Task details — With the pictures left out, restate every entry word for word.

***

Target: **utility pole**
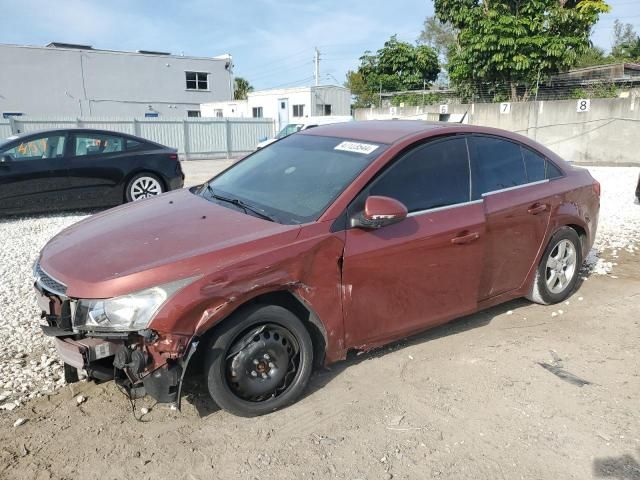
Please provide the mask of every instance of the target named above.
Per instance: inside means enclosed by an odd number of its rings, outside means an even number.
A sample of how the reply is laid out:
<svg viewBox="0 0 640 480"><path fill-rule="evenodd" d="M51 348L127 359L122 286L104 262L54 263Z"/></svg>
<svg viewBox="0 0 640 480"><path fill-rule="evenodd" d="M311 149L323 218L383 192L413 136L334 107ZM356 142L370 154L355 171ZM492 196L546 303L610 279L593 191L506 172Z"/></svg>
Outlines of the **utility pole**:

***

Task answer —
Target: **utility pole**
Please provide the mask of every instance of the target named above.
Per instance: inside means enclosed by an odd number of its rings, outside means an even number.
A sample of how the reply is laid out:
<svg viewBox="0 0 640 480"><path fill-rule="evenodd" d="M51 348L127 359L122 286L104 262L54 263Z"/></svg>
<svg viewBox="0 0 640 480"><path fill-rule="evenodd" d="M311 149L323 218L383 192L413 136L334 107ZM356 142L370 154L355 171ZM492 196L546 303L610 279L593 191L506 172Z"/></svg>
Outlines of the **utility pole**:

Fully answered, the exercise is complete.